주어진 과제. 아래 항목에서 문자열 "stem"가 들어 있는 줄을 모두 찾아 그대로 반환하세요. 대소문자를 구분합니다.

이 과제의 입력.

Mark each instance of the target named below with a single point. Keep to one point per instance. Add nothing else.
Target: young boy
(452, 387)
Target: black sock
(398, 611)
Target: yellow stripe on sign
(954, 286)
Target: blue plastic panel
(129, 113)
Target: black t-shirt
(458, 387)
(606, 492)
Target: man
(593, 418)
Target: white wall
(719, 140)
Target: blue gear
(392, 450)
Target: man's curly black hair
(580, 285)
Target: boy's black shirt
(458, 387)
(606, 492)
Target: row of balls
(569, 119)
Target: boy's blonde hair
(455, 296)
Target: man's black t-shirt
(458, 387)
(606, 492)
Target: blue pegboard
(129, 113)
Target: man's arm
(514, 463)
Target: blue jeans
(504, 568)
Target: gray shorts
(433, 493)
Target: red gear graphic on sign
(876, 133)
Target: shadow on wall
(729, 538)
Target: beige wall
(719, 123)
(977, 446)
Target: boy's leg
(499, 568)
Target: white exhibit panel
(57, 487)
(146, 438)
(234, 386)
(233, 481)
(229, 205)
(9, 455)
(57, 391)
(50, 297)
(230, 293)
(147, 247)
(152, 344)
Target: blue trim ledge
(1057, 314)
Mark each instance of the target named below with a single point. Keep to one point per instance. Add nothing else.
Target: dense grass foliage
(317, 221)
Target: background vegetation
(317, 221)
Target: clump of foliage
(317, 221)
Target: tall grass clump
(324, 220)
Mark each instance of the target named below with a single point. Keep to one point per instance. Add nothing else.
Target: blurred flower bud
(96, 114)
--
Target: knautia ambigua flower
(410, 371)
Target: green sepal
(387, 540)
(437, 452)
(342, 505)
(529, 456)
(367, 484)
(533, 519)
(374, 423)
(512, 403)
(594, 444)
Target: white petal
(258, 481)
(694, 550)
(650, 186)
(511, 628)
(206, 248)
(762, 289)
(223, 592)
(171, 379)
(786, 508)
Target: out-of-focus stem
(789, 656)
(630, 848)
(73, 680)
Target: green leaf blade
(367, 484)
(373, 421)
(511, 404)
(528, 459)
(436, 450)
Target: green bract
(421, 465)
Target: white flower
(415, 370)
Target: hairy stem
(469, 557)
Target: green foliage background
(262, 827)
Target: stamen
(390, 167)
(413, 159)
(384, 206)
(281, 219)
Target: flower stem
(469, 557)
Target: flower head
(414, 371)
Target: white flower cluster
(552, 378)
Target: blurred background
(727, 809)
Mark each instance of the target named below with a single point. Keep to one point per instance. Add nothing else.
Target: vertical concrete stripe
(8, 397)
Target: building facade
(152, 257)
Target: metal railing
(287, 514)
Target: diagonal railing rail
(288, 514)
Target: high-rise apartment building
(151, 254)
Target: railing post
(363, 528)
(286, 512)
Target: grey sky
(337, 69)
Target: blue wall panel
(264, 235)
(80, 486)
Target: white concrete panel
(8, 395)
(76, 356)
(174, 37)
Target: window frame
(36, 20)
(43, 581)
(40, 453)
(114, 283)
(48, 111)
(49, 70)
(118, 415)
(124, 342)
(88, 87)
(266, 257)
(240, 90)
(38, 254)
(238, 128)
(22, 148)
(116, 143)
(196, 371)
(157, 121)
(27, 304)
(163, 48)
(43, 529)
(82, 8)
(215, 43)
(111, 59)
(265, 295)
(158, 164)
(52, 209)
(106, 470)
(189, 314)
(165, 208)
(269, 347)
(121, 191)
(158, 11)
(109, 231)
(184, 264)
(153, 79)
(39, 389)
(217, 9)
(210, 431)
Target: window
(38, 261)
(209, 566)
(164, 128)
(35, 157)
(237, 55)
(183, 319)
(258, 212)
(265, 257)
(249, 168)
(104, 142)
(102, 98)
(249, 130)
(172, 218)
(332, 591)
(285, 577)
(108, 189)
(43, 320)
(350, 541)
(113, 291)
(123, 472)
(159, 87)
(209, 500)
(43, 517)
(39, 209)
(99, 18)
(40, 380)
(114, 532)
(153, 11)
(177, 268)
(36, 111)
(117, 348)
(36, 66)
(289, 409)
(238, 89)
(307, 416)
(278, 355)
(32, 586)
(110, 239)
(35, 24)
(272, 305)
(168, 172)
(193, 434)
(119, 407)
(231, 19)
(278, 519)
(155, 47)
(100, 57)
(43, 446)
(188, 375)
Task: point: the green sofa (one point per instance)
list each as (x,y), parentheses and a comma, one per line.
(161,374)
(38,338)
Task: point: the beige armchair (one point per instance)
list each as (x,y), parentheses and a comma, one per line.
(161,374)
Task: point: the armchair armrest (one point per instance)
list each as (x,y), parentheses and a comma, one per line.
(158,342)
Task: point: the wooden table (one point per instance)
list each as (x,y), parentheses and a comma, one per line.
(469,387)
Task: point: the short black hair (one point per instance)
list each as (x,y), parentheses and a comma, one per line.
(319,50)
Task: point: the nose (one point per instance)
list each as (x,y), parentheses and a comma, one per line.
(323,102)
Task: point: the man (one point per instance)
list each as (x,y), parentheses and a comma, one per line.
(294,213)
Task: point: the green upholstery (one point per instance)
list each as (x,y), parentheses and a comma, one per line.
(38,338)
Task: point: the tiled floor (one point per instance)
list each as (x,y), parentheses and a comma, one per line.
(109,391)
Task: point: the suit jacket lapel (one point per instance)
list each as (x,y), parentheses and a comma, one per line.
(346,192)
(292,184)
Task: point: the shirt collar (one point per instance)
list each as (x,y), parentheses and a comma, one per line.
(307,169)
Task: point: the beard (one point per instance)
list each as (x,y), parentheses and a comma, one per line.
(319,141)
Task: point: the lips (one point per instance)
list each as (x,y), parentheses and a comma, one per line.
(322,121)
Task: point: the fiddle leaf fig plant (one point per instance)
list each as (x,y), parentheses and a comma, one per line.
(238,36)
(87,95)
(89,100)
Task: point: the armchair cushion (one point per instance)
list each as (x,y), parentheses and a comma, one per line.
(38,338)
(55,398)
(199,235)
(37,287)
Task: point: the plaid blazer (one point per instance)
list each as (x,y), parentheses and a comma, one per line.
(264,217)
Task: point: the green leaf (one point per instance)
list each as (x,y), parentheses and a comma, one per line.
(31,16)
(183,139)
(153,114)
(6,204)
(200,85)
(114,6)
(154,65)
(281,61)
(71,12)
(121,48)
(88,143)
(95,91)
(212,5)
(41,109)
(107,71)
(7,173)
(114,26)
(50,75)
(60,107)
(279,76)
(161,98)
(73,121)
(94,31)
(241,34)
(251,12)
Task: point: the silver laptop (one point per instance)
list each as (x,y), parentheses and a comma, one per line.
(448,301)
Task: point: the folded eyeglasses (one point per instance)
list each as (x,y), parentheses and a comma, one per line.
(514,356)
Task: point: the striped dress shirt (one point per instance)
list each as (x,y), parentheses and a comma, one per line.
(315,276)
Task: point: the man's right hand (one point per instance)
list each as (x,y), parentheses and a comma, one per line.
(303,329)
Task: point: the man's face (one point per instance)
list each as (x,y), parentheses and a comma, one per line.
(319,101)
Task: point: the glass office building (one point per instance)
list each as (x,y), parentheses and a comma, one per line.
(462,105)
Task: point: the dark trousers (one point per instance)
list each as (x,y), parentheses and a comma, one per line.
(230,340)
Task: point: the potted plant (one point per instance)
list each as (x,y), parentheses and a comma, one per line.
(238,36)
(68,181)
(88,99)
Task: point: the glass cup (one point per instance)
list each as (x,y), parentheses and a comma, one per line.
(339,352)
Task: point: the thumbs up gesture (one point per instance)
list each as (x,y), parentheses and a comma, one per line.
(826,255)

답.
Target: out-of-focus stem
Target: hairy stem
Target: flower stem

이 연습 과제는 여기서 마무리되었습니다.